◆ Short problem ◆
Pull out every row below that contains the word "wheel", copying each one whole. Case counts.

◆ The records ◆
━━━━━━━━
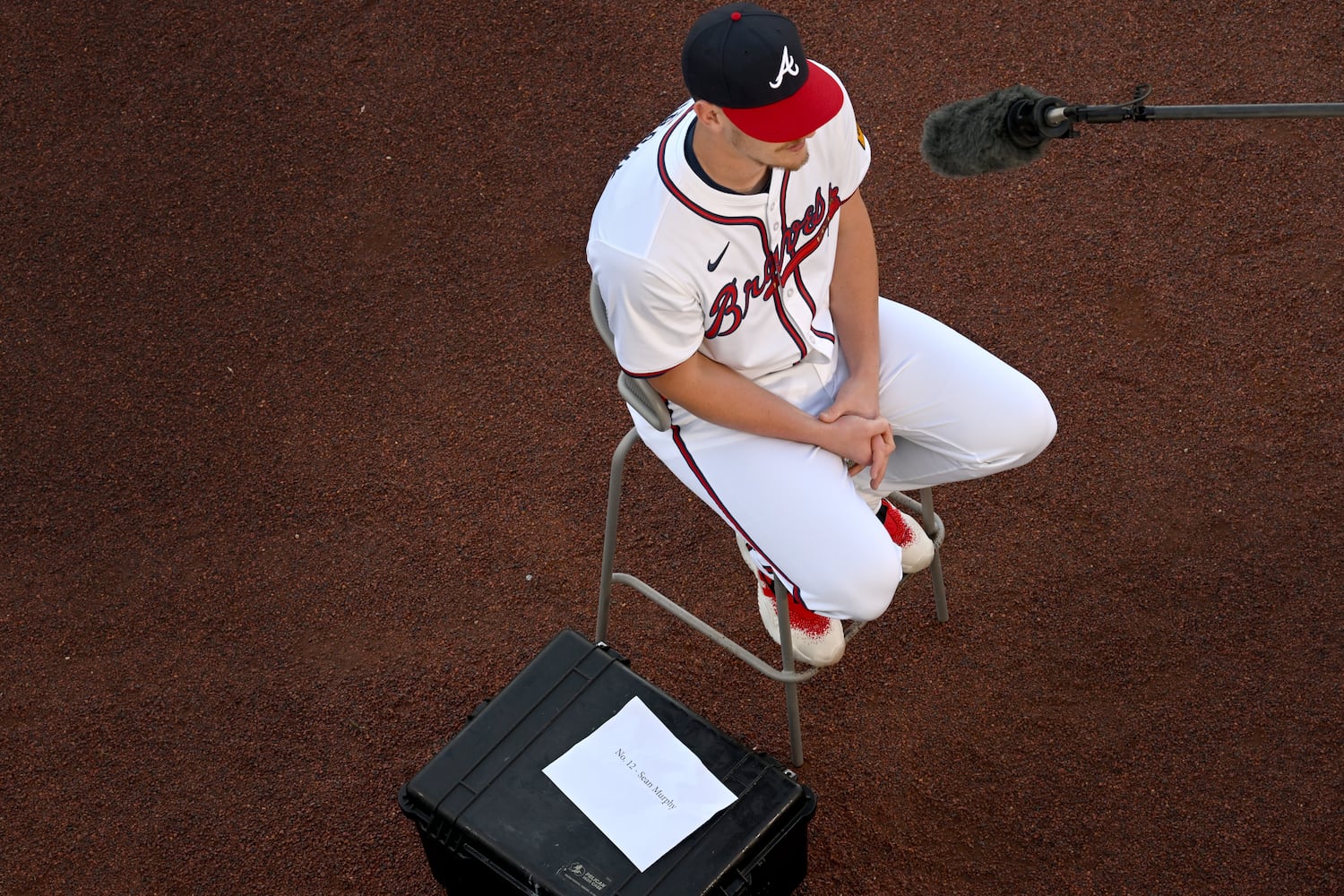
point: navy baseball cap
━━━━━━━━
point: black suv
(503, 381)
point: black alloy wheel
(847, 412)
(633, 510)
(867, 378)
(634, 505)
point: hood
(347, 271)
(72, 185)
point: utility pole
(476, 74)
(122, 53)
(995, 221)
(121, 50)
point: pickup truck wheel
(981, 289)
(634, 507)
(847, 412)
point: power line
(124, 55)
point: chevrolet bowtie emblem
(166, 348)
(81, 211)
━━━━━━━━
◆ In response ◆
point: black alloy wheel
point: pickup truck wheel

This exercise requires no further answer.